Object pointing dataset rows:
* START *

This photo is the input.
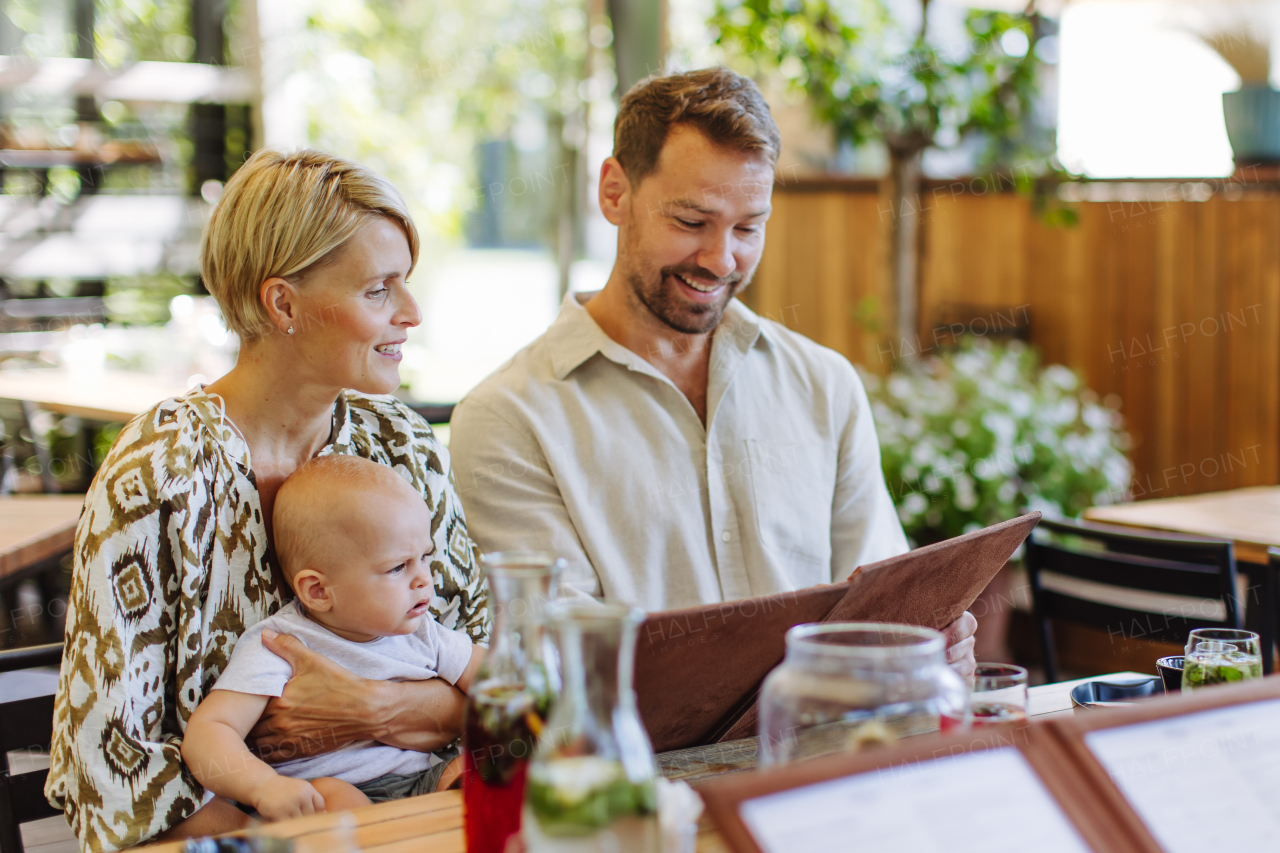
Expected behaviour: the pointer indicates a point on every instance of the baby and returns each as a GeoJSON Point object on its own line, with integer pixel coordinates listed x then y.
{"type": "Point", "coordinates": [355, 543]}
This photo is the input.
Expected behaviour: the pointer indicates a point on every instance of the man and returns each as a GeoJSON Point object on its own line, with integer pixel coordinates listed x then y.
{"type": "Point", "coordinates": [671, 445]}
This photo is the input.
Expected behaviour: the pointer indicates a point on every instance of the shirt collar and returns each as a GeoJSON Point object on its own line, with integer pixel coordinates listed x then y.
{"type": "Point", "coordinates": [213, 414]}
{"type": "Point", "coordinates": [575, 337]}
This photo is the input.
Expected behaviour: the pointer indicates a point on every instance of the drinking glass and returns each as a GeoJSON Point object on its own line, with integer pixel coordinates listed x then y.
{"type": "Point", "coordinates": [999, 694]}
{"type": "Point", "coordinates": [848, 685]}
{"type": "Point", "coordinates": [1221, 656]}
{"type": "Point", "coordinates": [592, 779]}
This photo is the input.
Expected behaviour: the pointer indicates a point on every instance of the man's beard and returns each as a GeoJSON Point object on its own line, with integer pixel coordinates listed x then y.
{"type": "Point", "coordinates": [679, 313]}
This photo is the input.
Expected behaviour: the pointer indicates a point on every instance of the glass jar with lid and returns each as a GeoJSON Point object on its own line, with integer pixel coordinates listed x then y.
{"type": "Point", "coordinates": [846, 685]}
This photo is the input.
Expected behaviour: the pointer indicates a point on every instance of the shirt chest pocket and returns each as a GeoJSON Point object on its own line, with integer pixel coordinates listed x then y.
{"type": "Point", "coordinates": [792, 487]}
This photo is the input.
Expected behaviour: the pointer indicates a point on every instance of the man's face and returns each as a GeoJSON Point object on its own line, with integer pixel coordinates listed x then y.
{"type": "Point", "coordinates": [694, 229]}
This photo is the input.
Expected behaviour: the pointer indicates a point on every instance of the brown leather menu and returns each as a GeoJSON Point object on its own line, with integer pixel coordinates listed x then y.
{"type": "Point", "coordinates": [995, 788]}
{"type": "Point", "coordinates": [1179, 774]}
{"type": "Point", "coordinates": [699, 669]}
{"type": "Point", "coordinates": [1193, 771]}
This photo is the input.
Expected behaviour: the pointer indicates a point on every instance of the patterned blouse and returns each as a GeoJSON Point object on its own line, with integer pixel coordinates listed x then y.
{"type": "Point", "coordinates": [172, 565]}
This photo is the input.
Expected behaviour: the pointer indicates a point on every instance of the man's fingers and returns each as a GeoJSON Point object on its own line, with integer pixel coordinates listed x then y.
{"type": "Point", "coordinates": [960, 629]}
{"type": "Point", "coordinates": [288, 647]}
{"type": "Point", "coordinates": [961, 649]}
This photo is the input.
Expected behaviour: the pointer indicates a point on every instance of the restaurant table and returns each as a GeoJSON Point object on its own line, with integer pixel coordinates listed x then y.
{"type": "Point", "coordinates": [108, 396]}
{"type": "Point", "coordinates": [434, 821]}
{"type": "Point", "coordinates": [36, 530]}
{"type": "Point", "coordinates": [1248, 516]}
{"type": "Point", "coordinates": [33, 529]}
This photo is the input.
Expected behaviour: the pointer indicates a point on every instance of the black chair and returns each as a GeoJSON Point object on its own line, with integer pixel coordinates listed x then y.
{"type": "Point", "coordinates": [1144, 562]}
{"type": "Point", "coordinates": [434, 413]}
{"type": "Point", "coordinates": [26, 724]}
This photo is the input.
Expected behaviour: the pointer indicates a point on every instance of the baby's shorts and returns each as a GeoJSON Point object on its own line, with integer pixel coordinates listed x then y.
{"type": "Point", "coordinates": [392, 787]}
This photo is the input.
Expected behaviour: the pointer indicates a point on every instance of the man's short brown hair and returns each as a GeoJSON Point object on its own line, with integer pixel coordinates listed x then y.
{"type": "Point", "coordinates": [726, 106]}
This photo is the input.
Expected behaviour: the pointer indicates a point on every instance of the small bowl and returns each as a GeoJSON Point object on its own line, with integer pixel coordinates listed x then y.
{"type": "Point", "coordinates": [1171, 671]}
{"type": "Point", "coordinates": [1109, 694]}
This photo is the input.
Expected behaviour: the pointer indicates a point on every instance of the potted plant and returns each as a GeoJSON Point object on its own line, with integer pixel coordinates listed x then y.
{"type": "Point", "coordinates": [1252, 112]}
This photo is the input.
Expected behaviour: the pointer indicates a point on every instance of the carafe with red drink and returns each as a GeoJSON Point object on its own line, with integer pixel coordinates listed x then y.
{"type": "Point", "coordinates": [510, 698]}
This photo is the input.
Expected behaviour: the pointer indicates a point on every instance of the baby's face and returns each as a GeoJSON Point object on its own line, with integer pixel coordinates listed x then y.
{"type": "Point", "coordinates": [380, 576]}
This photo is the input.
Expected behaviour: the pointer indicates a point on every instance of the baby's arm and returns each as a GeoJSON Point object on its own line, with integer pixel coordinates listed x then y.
{"type": "Point", "coordinates": [464, 682]}
{"type": "Point", "coordinates": [215, 752]}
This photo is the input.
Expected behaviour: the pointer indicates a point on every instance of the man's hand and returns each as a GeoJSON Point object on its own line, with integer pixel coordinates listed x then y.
{"type": "Point", "coordinates": [283, 797]}
{"type": "Point", "coordinates": [325, 707]}
{"type": "Point", "coordinates": [960, 644]}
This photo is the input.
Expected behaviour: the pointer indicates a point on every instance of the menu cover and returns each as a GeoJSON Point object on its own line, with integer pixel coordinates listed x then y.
{"type": "Point", "coordinates": [999, 788]}
{"type": "Point", "coordinates": [1180, 774]}
{"type": "Point", "coordinates": [1193, 772]}
{"type": "Point", "coordinates": [699, 669]}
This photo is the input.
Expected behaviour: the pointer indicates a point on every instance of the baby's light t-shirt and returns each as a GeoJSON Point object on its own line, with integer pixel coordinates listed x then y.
{"type": "Point", "coordinates": [429, 652]}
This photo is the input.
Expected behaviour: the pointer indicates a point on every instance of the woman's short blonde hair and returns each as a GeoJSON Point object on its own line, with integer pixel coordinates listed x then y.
{"type": "Point", "coordinates": [284, 214]}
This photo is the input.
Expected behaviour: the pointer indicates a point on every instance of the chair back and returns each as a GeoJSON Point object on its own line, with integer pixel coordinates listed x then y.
{"type": "Point", "coordinates": [24, 725]}
{"type": "Point", "coordinates": [1134, 585]}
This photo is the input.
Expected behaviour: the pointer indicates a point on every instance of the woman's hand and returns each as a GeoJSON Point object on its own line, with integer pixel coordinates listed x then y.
{"type": "Point", "coordinates": [327, 706]}
{"type": "Point", "coordinates": [283, 797]}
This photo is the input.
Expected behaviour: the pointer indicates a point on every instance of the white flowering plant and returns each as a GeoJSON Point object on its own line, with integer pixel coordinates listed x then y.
{"type": "Point", "coordinates": [984, 433]}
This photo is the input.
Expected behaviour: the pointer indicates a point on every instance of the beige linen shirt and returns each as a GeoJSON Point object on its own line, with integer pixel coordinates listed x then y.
{"type": "Point", "coordinates": [581, 447]}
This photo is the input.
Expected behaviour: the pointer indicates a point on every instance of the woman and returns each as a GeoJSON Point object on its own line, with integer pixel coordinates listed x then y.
{"type": "Point", "coordinates": [307, 256]}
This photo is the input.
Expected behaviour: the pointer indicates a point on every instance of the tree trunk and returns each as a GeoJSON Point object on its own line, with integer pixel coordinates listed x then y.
{"type": "Point", "coordinates": [905, 254]}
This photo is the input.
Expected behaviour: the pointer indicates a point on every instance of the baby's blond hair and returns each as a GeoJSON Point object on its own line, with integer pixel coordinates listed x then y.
{"type": "Point", "coordinates": [284, 215]}
{"type": "Point", "coordinates": [310, 506]}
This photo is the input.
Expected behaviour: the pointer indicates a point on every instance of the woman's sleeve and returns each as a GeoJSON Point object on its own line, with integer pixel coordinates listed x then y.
{"type": "Point", "coordinates": [115, 766]}
{"type": "Point", "coordinates": [461, 594]}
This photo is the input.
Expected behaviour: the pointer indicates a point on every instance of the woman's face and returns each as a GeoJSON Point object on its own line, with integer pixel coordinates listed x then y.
{"type": "Point", "coordinates": [355, 313]}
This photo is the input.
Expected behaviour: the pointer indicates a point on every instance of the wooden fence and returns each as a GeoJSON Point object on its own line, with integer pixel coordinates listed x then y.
{"type": "Point", "coordinates": [1171, 305]}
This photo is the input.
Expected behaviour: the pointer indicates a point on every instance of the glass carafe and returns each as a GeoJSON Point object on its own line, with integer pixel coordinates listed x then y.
{"type": "Point", "coordinates": [848, 685]}
{"type": "Point", "coordinates": [510, 697]}
{"type": "Point", "coordinates": [592, 780]}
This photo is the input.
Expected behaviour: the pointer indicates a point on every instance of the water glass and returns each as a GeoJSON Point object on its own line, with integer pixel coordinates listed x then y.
{"type": "Point", "coordinates": [997, 694]}
{"type": "Point", "coordinates": [1221, 656]}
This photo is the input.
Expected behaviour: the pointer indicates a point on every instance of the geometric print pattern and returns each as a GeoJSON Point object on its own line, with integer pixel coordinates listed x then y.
{"type": "Point", "coordinates": [170, 566]}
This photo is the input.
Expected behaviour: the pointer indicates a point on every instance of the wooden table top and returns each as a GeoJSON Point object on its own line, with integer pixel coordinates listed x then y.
{"type": "Point", "coordinates": [1251, 518]}
{"type": "Point", "coordinates": [434, 821]}
{"type": "Point", "coordinates": [36, 527]}
{"type": "Point", "coordinates": [110, 396]}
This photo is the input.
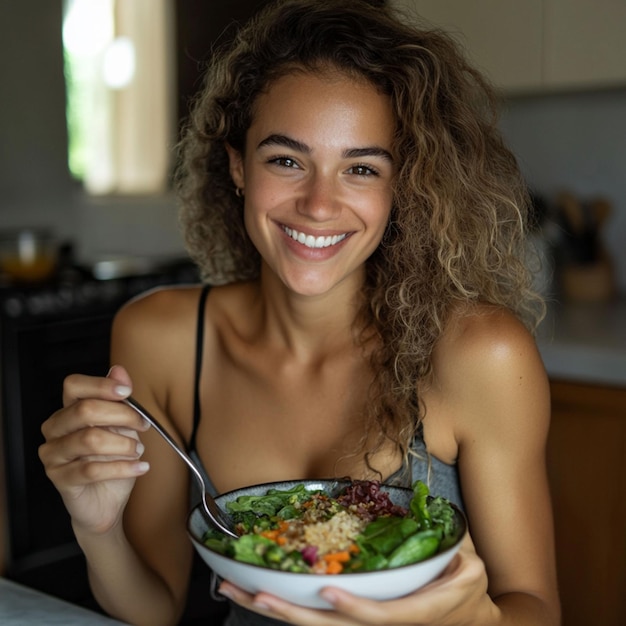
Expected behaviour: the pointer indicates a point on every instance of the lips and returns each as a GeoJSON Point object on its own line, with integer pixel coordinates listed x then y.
{"type": "Point", "coordinates": [310, 241]}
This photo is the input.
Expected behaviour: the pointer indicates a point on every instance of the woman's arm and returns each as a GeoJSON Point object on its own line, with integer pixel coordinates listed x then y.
{"type": "Point", "coordinates": [488, 406]}
{"type": "Point", "coordinates": [129, 520]}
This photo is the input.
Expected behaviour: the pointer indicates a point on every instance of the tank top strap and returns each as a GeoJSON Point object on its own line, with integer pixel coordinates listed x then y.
{"type": "Point", "coordinates": [198, 366]}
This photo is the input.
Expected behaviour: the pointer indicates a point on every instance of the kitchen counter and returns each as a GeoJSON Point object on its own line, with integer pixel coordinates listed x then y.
{"type": "Point", "coordinates": [21, 605]}
{"type": "Point", "coordinates": [585, 342]}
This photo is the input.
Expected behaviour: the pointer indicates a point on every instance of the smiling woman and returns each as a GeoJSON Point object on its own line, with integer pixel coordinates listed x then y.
{"type": "Point", "coordinates": [366, 313]}
{"type": "Point", "coordinates": [321, 143]}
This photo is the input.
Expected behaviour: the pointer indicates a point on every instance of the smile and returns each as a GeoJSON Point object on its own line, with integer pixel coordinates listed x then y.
{"type": "Point", "coordinates": [314, 242]}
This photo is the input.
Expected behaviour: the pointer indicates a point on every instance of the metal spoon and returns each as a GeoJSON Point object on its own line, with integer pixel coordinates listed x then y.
{"type": "Point", "coordinates": [215, 515]}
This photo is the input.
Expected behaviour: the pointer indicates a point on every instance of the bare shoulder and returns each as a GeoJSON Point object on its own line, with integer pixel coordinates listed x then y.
{"type": "Point", "coordinates": [159, 305]}
{"type": "Point", "coordinates": [488, 363]}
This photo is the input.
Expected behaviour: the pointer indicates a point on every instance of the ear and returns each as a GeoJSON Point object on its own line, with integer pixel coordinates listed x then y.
{"type": "Point", "coordinates": [235, 160]}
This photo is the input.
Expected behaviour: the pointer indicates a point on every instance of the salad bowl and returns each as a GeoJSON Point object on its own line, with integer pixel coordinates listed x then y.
{"type": "Point", "coordinates": [303, 588]}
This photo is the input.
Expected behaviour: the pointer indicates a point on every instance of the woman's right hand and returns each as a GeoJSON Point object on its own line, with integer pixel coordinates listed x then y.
{"type": "Point", "coordinates": [92, 449]}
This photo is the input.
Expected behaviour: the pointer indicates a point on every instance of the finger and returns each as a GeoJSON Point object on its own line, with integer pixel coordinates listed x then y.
{"type": "Point", "coordinates": [112, 443]}
{"type": "Point", "coordinates": [70, 478]}
{"type": "Point", "coordinates": [114, 387]}
{"type": "Point", "coordinates": [91, 412]}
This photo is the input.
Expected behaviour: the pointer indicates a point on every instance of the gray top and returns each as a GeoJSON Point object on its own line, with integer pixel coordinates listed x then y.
{"type": "Point", "coordinates": [441, 478]}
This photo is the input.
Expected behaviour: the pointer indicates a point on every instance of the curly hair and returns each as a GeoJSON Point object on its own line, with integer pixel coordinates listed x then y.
{"type": "Point", "coordinates": [460, 209]}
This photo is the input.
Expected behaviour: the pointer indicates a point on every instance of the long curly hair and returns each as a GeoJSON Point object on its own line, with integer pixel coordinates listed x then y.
{"type": "Point", "coordinates": [457, 231]}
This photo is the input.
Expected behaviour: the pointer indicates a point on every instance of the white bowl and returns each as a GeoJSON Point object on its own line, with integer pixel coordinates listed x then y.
{"type": "Point", "coordinates": [304, 588]}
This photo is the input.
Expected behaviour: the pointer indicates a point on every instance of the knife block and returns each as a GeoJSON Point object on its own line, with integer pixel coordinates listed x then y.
{"type": "Point", "coordinates": [589, 282]}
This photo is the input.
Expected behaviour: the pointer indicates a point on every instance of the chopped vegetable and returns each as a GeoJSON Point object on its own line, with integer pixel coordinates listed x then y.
{"type": "Point", "coordinates": [360, 530]}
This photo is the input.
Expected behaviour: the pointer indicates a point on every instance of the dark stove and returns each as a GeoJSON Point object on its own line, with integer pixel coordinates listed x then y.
{"type": "Point", "coordinates": [48, 331]}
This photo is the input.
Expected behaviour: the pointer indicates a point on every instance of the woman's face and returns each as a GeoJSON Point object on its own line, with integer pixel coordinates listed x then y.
{"type": "Point", "coordinates": [317, 176]}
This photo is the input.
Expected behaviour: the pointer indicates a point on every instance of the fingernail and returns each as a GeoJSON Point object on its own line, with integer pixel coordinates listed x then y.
{"type": "Point", "coordinates": [261, 605]}
{"type": "Point", "coordinates": [122, 391]}
{"type": "Point", "coordinates": [226, 593]}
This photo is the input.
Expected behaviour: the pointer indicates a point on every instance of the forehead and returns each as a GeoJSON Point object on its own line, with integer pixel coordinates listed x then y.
{"type": "Point", "coordinates": [315, 101]}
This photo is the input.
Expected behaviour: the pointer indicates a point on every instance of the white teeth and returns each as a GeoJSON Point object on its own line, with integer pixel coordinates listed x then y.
{"type": "Point", "coordinates": [313, 242]}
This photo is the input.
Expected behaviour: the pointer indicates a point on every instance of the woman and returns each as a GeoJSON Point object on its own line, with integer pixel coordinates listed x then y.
{"type": "Point", "coordinates": [346, 194]}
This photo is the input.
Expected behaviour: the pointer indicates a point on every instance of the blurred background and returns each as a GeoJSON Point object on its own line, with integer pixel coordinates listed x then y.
{"type": "Point", "coordinates": [93, 94]}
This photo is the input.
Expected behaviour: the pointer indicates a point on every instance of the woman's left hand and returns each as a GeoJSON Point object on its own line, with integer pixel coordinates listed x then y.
{"type": "Point", "coordinates": [458, 597]}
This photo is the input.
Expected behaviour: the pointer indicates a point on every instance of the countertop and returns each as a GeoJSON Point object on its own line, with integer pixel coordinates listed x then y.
{"type": "Point", "coordinates": [20, 605]}
{"type": "Point", "coordinates": [585, 342]}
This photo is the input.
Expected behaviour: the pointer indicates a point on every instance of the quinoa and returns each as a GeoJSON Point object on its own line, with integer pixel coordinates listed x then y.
{"type": "Point", "coordinates": [332, 535]}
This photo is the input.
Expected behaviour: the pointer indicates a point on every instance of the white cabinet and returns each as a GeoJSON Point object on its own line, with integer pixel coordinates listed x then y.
{"type": "Point", "coordinates": [585, 43]}
{"type": "Point", "coordinates": [503, 38]}
{"type": "Point", "coordinates": [536, 45]}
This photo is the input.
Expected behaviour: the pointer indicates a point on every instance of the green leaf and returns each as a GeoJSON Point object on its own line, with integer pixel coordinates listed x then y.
{"type": "Point", "coordinates": [418, 504]}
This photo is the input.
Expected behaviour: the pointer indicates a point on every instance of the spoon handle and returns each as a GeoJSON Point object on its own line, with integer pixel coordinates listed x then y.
{"type": "Point", "coordinates": [214, 513]}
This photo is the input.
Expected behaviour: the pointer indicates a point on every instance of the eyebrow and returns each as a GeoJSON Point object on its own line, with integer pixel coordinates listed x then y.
{"type": "Point", "coordinates": [299, 146]}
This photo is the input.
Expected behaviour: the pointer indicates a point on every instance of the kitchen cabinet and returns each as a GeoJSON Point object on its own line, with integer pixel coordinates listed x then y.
{"type": "Point", "coordinates": [587, 471]}
{"type": "Point", "coordinates": [503, 38]}
{"type": "Point", "coordinates": [536, 45]}
{"type": "Point", "coordinates": [584, 43]}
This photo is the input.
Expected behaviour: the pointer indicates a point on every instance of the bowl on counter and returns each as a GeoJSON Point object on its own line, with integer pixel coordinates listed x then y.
{"type": "Point", "coordinates": [304, 588]}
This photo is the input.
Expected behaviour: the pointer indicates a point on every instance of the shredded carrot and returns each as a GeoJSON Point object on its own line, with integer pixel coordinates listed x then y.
{"type": "Point", "coordinates": [270, 534]}
{"type": "Point", "coordinates": [337, 557]}
{"type": "Point", "coordinates": [334, 567]}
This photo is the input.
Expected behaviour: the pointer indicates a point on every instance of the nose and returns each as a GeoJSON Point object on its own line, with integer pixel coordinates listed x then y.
{"type": "Point", "coordinates": [320, 199]}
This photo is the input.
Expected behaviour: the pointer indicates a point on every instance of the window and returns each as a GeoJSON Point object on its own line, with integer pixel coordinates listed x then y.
{"type": "Point", "coordinates": [120, 94]}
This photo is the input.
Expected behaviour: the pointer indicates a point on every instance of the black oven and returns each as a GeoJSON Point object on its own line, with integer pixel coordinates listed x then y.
{"type": "Point", "coordinates": [47, 332]}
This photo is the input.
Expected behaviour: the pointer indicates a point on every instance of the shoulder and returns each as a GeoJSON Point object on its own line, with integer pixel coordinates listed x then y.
{"type": "Point", "coordinates": [488, 370]}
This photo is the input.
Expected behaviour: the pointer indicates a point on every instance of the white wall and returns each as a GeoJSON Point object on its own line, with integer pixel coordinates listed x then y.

* END *

How many lines in the rows above contain the string "shredded"? Case counts; give only the number.

** Response **
1